What is needed |
Can you repeat every entry below with "Labeling tool directive" swapped for "Annotation tool instruction" and everything else left as it is?

Task input |
Start
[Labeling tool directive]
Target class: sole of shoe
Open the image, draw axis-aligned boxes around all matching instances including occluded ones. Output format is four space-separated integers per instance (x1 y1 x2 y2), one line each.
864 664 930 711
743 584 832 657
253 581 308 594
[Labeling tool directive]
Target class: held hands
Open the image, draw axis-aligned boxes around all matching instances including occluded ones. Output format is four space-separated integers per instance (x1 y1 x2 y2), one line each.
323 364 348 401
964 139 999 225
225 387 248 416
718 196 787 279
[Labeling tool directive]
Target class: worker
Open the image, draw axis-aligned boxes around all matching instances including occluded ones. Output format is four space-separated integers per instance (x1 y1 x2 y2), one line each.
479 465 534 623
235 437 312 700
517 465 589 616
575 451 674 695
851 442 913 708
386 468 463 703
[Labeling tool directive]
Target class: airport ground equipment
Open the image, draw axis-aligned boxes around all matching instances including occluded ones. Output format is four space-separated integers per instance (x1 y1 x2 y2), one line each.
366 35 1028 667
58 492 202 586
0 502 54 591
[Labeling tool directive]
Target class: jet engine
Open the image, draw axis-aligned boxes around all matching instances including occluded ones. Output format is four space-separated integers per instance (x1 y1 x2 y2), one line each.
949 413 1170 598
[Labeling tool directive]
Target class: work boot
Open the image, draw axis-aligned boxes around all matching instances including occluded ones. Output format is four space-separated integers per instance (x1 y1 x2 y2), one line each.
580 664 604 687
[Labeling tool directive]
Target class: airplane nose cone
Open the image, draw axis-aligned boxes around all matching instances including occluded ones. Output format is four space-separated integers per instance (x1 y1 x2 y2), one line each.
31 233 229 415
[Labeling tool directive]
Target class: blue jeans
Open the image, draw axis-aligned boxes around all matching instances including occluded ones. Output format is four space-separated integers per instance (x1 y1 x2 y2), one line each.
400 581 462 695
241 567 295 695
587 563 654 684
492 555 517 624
End
Answer to the exercise |
[Annotation tool instruction]
Target class: sole of shoe
Open the image, draw axis-aligned boxes around all matching instances including occluded ones. Output format is four space-separated integers per instance (x1 y1 x2 y2), one line each.
864 664 930 711
743 584 832 657
253 581 308 594
[Annotation tool instruction]
Target class: held hands
Open the image, draw axis-aligned boxes around all matching instances including occluded ones. Output format is four space-separated integers per instance (x1 y1 x2 y2), one line each.
323 364 348 401
964 139 999 225
225 387 248 416
718 196 787 279
[Annotation tool instruction]
Target class: worker
Open the image, draw axis-aligned boxes around all matching instances including occluded ones. Output format is four space-separated integers per instance (x1 y1 x2 y2), one line each.
479 465 534 623
235 437 312 700
517 465 589 616
575 451 674 695
851 442 913 708
386 468 463 703
[Annotation tool instruction]
Target class: airport ground equipment
Open the image, draw axis-aligned boxes around all matching instances including occluded ones. Output format is four space-separated integers per instance (x1 y1 x2 y2), one line each.
366 35 1028 667
58 492 202 586
0 502 54 591
[Annotation tool instruction]
Target class: jet engine
Open the image, draw axis-aligned boxes around all matching instances including occluded ones. Output format is four space-separated integers per instance (x1 y1 x2 y2), one line each.
949 413 1170 598
[Annotation tool instruction]
Target class: work boot
Open the image, draw axis-aligned boxes around all matching instances including occluded ones. Output format is four space-separated integers per instance (x1 y1 x2 y2), one line each.
580 664 604 687
[Annotation tool instruction]
Target class: airplane nose cone
Open the image, draw axis-aligned boxes around all matching instances including occluded ones. Output format is four space-separated integers per instance (x1 y1 x2 y2), one line each.
31 233 229 415
[Annotation tool instruction]
Target class: blue jeans
Open the image, draw axis-aligned boxes around all matching instances including occluded ones. Output format is four space-separated integers per instance (x1 y1 x2 y2), one line each.
400 581 462 695
241 567 295 695
587 563 654 684
492 555 517 624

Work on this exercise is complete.